§ Instruções
[1] Traduza para o inglês esta frase do texto sobre o governo Temer: "Será péssimo para sua imagem e para sua biografia política."
[2] Segundo o texto sobre o governo Temer, em que ano assumirá o novo governo?
[3] Prossiga o texto sobre o governo Temer a partir do ponto em que ele termina.

§ Fonte
========================

Se sobreviver à onda de denúncias da Lava Jato e aos desmantelos e impropriedades de alguns dos seus auxiliares diretos, Michel Temer deve terminar o seu mandato como o presidente mais impopular da história do Brasil. Será péssimo para sua imagem e para sua biografia política. Mas pode ser muito bom para o Brasil. Por que? Porque parte da sua impopularidade decorre de decisões e iniciativas políticas que desagradam à população no curto prazo, embora sejam indispensáveis para tirar a economia brasileira do atoleiro, preparando condições melhores no futuro. A definição de um teto para os gastos primários – Emenda Constitucional aprovada nesta semana – e a proposta de reforma da previdência são medidas drásticas que, no entanto, enfrentam as causas fundamentais da dramática crise fiscal brasileira, que inviabiliza a execução de uma estratégia de desenvolvimento.
Claro que a impopularidade do seu governo é anterior e mais geral, tem a ver com a sua ascensão através do impeachment, com os seus próprios erros e suas fragilidades, e pelo envolvimento em corrupção de parcela não desprezível da sua base política (sem esquecer que os principais políticos acusados de corrupção teriam cometido os supostos crimes ao longo da gestão do PT-Partido dos Trabalhadores, do qual eram aliados próximos). O presidente Michel Temer não tem a menor chance de ser popular num curto mandato, tão tumultuado e com forte recessão e desemprego, e com a desestruturação dos serviços públicos, mesmo que estes problemas tenham sido herdados do governo anterior. Mas ele poderia ter escolhido o caminho mais simples e fácil, no seu limitado e incerto mandato: ignoraria as restrições fiscais, deixaria crescer as despesas primárias e evitaria as reformas mais controversas. Conseguiria assim moderar a sua impopularidade, mas levaria o Brasil a afundar de vez na crise fiscal, esperando as eleições e entregando um Estado falido ao novo governo que assumirá em 2019.

========================

§ Linhas de dados
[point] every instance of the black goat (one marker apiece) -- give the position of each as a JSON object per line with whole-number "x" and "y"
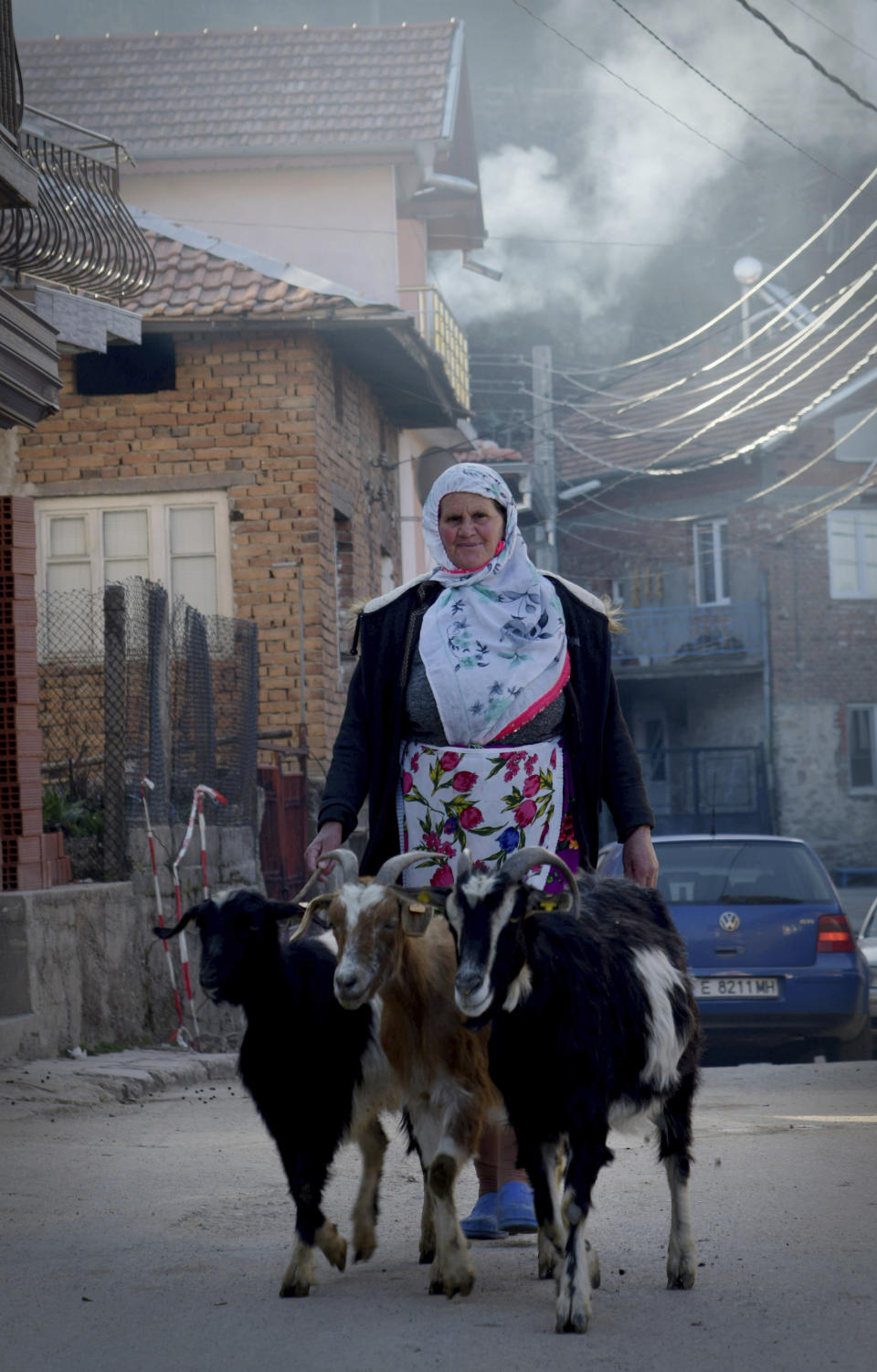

========================

§ Respostas do exercício
[1] It will be terrible for his image and for his political biography.

[2] Em 2019.

[3]
O Brasil precisa fazer reformas profundas para reequilibrar as finanças públicas, e nenhum presidente pode avançar neste terreno, se estiver preocupado com os índices de popularidade, e se não tiver um mínimo de competência política para negociar a adesão do Congresso. Se não avançarmos neste governo transitório de Michel Temer, a responsabilidade ficará para o próximo presidente. E teremos perdido dois anos dramáticos de desequilíbrio fiscal. O presidente parece ter feito uma escolha política, discutível, mas até agora eficaz: ignorar a enorme impopularidade e montar um governo com base parlamentar, para realizar reformas antipáticas. O governo tem sido totalmente incompetente para dialogar com a sociedade (ou simplesmente considera perdida a “guerra” da comunicação em torno das reformas), mas tem demonstrado grande habilidade na construção do apoio no Congresso.
A popularidade de um governo tem uma relação direta com os gastos públicos. Quem gasta mais, mesmo acima da capacidade financeira, costuma ser popular no imediato, mesmo quando desencadeia processos negativos na economia. Por outro lado, a contenção dos gastos no presente é sempre impopular, mesmo que seja necessária para recuperar a capacidade de gestão e investimento público no futuro. As consequências das duas escolhas – aumentar os gastos ou conter as despesas (resistindo à tentação do prestígio imediato e à pressão dos grupos de interesse) – são perceptíveis apenas algum tempo depois, quase sempre após concluído o mandato governamental. Quem gasta colhe os frutos imediatos, deixando o ônus para o futuro; quem aperta as despesas provoca a revolta da sociedade, mesmo que entregue as finanças públicas equilibradas. Essa é a escolha politicamente difícil, num momento de crise fiscal como vive hoje o Brasil.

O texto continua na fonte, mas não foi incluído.